• _RECORDS FOR THE EXERCISE_:
--

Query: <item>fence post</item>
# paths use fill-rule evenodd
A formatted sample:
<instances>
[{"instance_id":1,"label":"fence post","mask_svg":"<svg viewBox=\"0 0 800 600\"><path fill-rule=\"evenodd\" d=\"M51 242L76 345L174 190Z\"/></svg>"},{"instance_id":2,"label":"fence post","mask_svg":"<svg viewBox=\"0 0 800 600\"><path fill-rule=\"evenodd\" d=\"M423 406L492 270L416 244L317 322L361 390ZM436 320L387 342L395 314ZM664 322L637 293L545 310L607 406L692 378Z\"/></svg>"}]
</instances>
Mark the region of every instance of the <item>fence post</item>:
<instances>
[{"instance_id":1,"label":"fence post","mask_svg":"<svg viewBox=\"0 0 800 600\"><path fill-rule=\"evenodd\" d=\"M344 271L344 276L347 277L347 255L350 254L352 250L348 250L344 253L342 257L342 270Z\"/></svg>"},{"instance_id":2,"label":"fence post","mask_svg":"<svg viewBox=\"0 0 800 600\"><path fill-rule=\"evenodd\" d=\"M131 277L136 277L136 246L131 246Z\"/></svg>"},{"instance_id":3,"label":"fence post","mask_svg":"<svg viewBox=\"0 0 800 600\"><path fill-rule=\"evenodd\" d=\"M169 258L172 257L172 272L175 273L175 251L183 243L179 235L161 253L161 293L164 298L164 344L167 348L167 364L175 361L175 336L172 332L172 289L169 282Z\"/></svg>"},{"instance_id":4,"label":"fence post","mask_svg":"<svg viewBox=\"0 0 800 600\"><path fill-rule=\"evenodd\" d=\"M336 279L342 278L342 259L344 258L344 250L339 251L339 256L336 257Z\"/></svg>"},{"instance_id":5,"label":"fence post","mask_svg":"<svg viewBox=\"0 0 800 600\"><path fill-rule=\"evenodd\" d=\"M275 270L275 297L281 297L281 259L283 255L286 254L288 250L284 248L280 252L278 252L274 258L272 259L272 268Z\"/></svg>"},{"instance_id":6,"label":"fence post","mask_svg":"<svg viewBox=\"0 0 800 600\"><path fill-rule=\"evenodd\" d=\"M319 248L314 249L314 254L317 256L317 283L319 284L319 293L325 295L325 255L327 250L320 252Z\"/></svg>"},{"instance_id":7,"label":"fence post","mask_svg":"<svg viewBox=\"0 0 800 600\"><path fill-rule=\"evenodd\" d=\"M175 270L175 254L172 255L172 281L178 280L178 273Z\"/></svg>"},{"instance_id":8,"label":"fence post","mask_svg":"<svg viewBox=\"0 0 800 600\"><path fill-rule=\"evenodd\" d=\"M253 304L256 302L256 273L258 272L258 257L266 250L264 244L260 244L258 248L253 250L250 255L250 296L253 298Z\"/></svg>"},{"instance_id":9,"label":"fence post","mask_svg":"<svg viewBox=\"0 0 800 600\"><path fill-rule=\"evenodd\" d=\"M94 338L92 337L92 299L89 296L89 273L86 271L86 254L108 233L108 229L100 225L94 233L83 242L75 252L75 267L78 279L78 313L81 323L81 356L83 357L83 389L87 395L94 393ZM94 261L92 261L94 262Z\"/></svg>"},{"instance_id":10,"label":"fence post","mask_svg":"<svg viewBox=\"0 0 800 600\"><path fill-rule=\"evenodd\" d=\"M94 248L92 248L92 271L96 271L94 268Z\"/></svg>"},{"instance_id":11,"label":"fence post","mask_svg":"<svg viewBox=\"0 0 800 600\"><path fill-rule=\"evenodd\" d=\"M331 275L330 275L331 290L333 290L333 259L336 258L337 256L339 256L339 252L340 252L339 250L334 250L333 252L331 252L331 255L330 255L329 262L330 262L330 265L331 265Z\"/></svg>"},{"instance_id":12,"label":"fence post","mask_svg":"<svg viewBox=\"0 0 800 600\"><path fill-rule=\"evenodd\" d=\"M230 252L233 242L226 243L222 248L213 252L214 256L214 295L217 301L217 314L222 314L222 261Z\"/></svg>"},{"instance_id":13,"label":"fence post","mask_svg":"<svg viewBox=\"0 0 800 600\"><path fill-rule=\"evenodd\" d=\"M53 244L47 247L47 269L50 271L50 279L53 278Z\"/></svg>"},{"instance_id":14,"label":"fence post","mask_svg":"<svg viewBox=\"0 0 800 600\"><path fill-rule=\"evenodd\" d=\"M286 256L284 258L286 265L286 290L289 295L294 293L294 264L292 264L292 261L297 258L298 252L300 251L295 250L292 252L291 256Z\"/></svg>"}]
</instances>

--

• _WHAT YOU WILL DO_: Repeat the data in full. Nothing may be dropped or altered.

• _WRITTEN REPLY_:
Query: <item>fence post</item>
# paths use fill-rule evenodd
A formatted sample:
<instances>
[{"instance_id":1,"label":"fence post","mask_svg":"<svg viewBox=\"0 0 800 600\"><path fill-rule=\"evenodd\" d=\"M51 242L76 345L174 190Z\"/></svg>"},{"instance_id":2,"label":"fence post","mask_svg":"<svg viewBox=\"0 0 800 600\"><path fill-rule=\"evenodd\" d=\"M423 406L492 270L416 244L317 322L361 390ZM436 320L387 342L395 314ZM664 322L637 293L545 310L607 406L692 378Z\"/></svg>"}]
</instances>
Mark the region of every instance of the <item>fence post</item>:
<instances>
[{"instance_id":1,"label":"fence post","mask_svg":"<svg viewBox=\"0 0 800 600\"><path fill-rule=\"evenodd\" d=\"M344 271L344 276L347 277L347 255L350 254L352 250L348 250L344 253L342 257L342 270Z\"/></svg>"},{"instance_id":2,"label":"fence post","mask_svg":"<svg viewBox=\"0 0 800 600\"><path fill-rule=\"evenodd\" d=\"M131 277L136 277L136 246L131 246Z\"/></svg>"},{"instance_id":3,"label":"fence post","mask_svg":"<svg viewBox=\"0 0 800 600\"><path fill-rule=\"evenodd\" d=\"M169 258L172 257L172 272L175 273L175 251L183 243L179 235L161 253L161 293L164 298L164 344L167 348L167 364L175 361L175 336L172 332L172 289L169 282Z\"/></svg>"},{"instance_id":4,"label":"fence post","mask_svg":"<svg viewBox=\"0 0 800 600\"><path fill-rule=\"evenodd\" d=\"M336 279L342 278L342 259L344 258L344 250L339 251L339 256L336 257Z\"/></svg>"},{"instance_id":5,"label":"fence post","mask_svg":"<svg viewBox=\"0 0 800 600\"><path fill-rule=\"evenodd\" d=\"M275 270L275 297L281 297L281 259L283 255L286 254L288 250L284 248L280 252L278 252L274 258L272 259L272 268Z\"/></svg>"},{"instance_id":6,"label":"fence post","mask_svg":"<svg viewBox=\"0 0 800 600\"><path fill-rule=\"evenodd\" d=\"M319 248L314 249L314 254L317 256L317 283L319 284L319 293L325 295L325 255L327 250L320 252Z\"/></svg>"},{"instance_id":7,"label":"fence post","mask_svg":"<svg viewBox=\"0 0 800 600\"><path fill-rule=\"evenodd\" d=\"M175 270L175 254L172 255L172 281L178 280L178 273Z\"/></svg>"},{"instance_id":8,"label":"fence post","mask_svg":"<svg viewBox=\"0 0 800 600\"><path fill-rule=\"evenodd\" d=\"M253 304L256 302L256 273L258 272L258 257L266 250L264 244L260 244L258 248L253 250L250 255L250 296L253 298Z\"/></svg>"},{"instance_id":9,"label":"fence post","mask_svg":"<svg viewBox=\"0 0 800 600\"><path fill-rule=\"evenodd\" d=\"M94 338L92 337L92 299L89 296L89 273L86 271L86 254L108 233L108 229L100 225L94 233L83 242L75 252L75 267L78 279L78 313L81 323L81 356L83 357L83 389L87 395L94 393ZM94 261L92 261L94 262Z\"/></svg>"},{"instance_id":10,"label":"fence post","mask_svg":"<svg viewBox=\"0 0 800 600\"><path fill-rule=\"evenodd\" d=\"M94 248L92 248L92 271L96 271L94 268Z\"/></svg>"},{"instance_id":11,"label":"fence post","mask_svg":"<svg viewBox=\"0 0 800 600\"><path fill-rule=\"evenodd\" d=\"M331 275L330 275L331 290L333 290L333 259L336 258L337 256L339 256L339 252L340 252L339 250L334 250L333 252L331 252L331 255L330 255L329 262L330 262L330 265L331 265Z\"/></svg>"},{"instance_id":12,"label":"fence post","mask_svg":"<svg viewBox=\"0 0 800 600\"><path fill-rule=\"evenodd\" d=\"M230 252L233 242L226 243L222 248L213 252L214 256L214 295L217 301L217 314L222 314L222 261Z\"/></svg>"},{"instance_id":13,"label":"fence post","mask_svg":"<svg viewBox=\"0 0 800 600\"><path fill-rule=\"evenodd\" d=\"M53 244L47 247L47 269L50 271L50 279L53 278Z\"/></svg>"},{"instance_id":14,"label":"fence post","mask_svg":"<svg viewBox=\"0 0 800 600\"><path fill-rule=\"evenodd\" d=\"M286 256L284 258L286 265L286 290L289 295L294 293L294 264L292 264L292 261L297 258L298 252L300 251L295 250L292 252L291 256Z\"/></svg>"}]
</instances>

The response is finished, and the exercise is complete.